YOUR INSTRUCTIONS ▸ The whole listing is to be restated, character for character.
☆ ☆ ☆ ☆ ☆ ☆ ☆
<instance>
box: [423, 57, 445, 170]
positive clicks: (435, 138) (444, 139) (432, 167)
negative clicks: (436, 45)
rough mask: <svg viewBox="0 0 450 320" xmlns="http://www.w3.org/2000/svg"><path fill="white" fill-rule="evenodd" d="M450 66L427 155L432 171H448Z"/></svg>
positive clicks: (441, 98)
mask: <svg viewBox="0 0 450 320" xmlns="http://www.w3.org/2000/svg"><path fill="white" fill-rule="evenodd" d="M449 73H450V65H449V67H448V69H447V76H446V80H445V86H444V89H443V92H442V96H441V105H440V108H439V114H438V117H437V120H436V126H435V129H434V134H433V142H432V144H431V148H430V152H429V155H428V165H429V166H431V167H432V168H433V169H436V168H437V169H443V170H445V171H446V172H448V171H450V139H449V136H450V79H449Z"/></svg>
☆ ☆ ☆ ☆ ☆ ☆ ☆
FINISHED TASK ▸
<instance>
box: [423, 57, 445, 170]
positive clicks: (435, 138) (444, 139) (432, 167)
negative clicks: (436, 45)
rough mask: <svg viewBox="0 0 450 320" xmlns="http://www.w3.org/2000/svg"><path fill="white" fill-rule="evenodd" d="M450 66L427 155L432 171H448Z"/></svg>
positive clicks: (441, 98)
mask: <svg viewBox="0 0 450 320" xmlns="http://www.w3.org/2000/svg"><path fill="white" fill-rule="evenodd" d="M449 73H450V65H449V67H448V69H447V76H446V80H445V86H444V89H443V92H442V96H441V105H440V108H439V114H438V117H437V120H436V126H435V129H434V134H433V142H432V144H431V148H430V152H429V155H428V165H429V166H431V167H432V168H433V169H436V168H437V169H443V170H445V171H446V172H448V171H450V139H449V136H450V79H449Z"/></svg>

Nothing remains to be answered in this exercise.